:: Data section ::

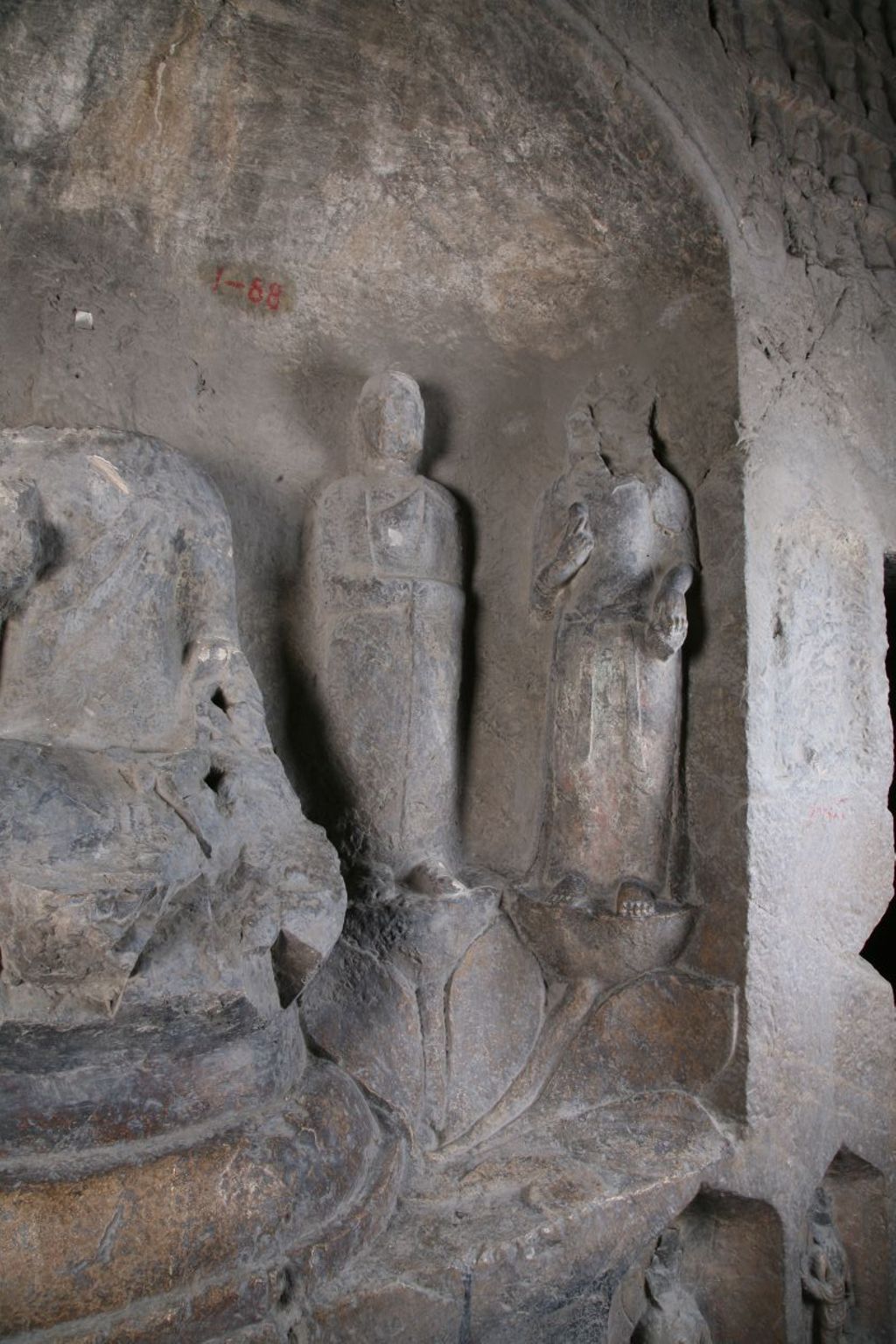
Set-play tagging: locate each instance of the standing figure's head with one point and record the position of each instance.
(821, 1213)
(389, 414)
(614, 421)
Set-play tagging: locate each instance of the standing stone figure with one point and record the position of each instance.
(387, 570)
(825, 1276)
(672, 1314)
(614, 559)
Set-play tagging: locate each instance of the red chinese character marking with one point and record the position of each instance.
(256, 290)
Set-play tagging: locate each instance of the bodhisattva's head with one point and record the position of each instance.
(389, 414)
(615, 423)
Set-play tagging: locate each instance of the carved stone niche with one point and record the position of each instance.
(723, 1273)
(165, 1143)
(848, 1249)
(551, 1063)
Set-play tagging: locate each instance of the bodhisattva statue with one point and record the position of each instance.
(672, 1314)
(387, 571)
(614, 559)
(137, 780)
(825, 1276)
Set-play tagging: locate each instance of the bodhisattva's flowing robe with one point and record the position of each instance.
(614, 704)
(387, 569)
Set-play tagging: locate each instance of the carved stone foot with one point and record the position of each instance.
(634, 900)
(431, 878)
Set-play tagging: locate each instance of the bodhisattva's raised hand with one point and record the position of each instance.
(574, 550)
(668, 626)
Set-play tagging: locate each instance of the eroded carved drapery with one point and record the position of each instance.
(136, 761)
(472, 1010)
(672, 1314)
(614, 561)
(825, 1274)
(163, 900)
(386, 564)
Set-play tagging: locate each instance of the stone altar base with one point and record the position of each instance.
(180, 1172)
(527, 1238)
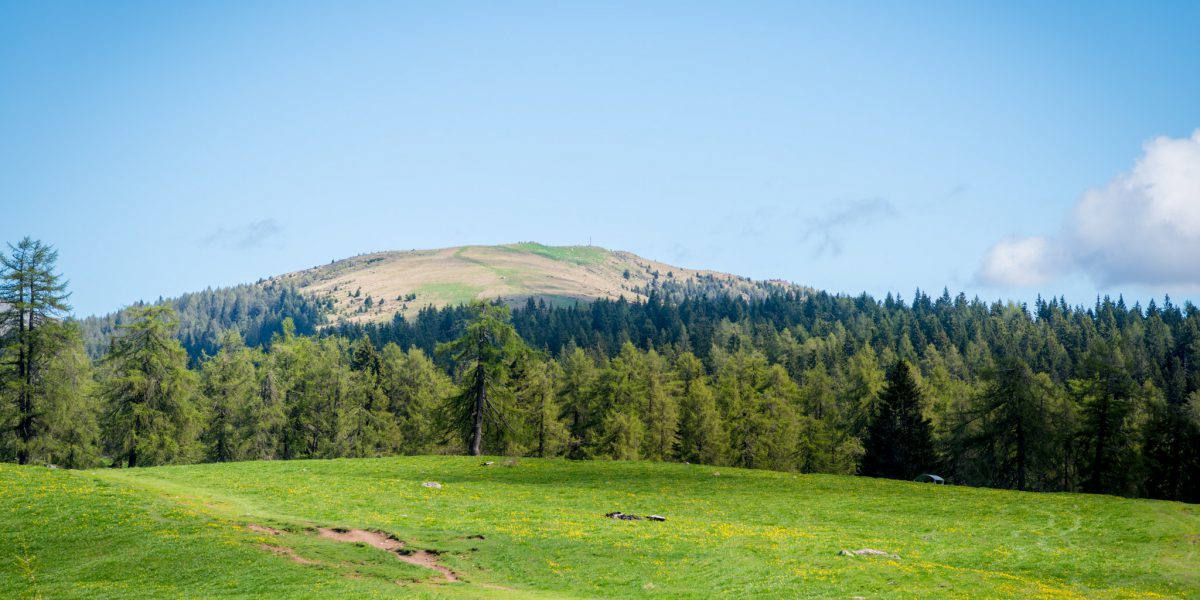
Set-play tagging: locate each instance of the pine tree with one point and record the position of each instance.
(701, 437)
(414, 388)
(69, 411)
(1007, 431)
(1105, 394)
(150, 415)
(229, 384)
(539, 395)
(483, 357)
(899, 442)
(33, 299)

:::

▶ _What to do_:
Give back every line of the data above word for word, leaving out the pictures.

▶ _Solution_:
Set-play tagging: locate each instance of the standing figure's head with one point and record the position of each instance.
(821, 1213)
(389, 414)
(614, 421)
Set-play tagging: locate each instance of the standing stone figure with one point and record the position of each instance.
(387, 570)
(825, 1276)
(672, 1314)
(614, 559)
Set-play tagging: locate each instance of the red chinese character marking with one point and record the position of each instance.
(256, 290)
Set-play tagging: locate each instance of the bodhisattva's head with one point and record the position of each instance.
(389, 414)
(615, 423)
Set-play tagging: locate each instance of the carved stone niche with one point and record the position of each instance.
(723, 1273)
(165, 1143)
(848, 1249)
(551, 1063)
Set-play tagging: locate each instance of the bodhisattva statue with one point and record the position of each instance.
(672, 1314)
(387, 571)
(614, 559)
(137, 780)
(825, 1276)
Set-play tagging: locate each instance of the bodhisattva's flowing robe with one point and record the position of each instance.
(614, 704)
(387, 569)
Set-play tagging: locate each instance of the carved stone foot with one point and record the position of each instance.
(634, 900)
(431, 878)
Set-play tagging: locate each instance of the bodhisattva's raised hand with one point and record the position of each instance.
(574, 550)
(668, 626)
Set-play tagging: locate each instance of the eroded carved drapery with one point and record the position of each instance.
(136, 761)
(472, 1010)
(672, 1314)
(614, 561)
(825, 1274)
(163, 900)
(386, 564)
Set-play tagging: locate each instance of the stone altar base with one point and record the position of each instance.
(180, 1172)
(527, 1238)
Set-play tagging: locate each instance of the pine tree with one point and record the position of each instance.
(701, 437)
(414, 388)
(69, 411)
(1007, 431)
(1105, 394)
(150, 415)
(229, 384)
(539, 395)
(483, 357)
(899, 442)
(33, 299)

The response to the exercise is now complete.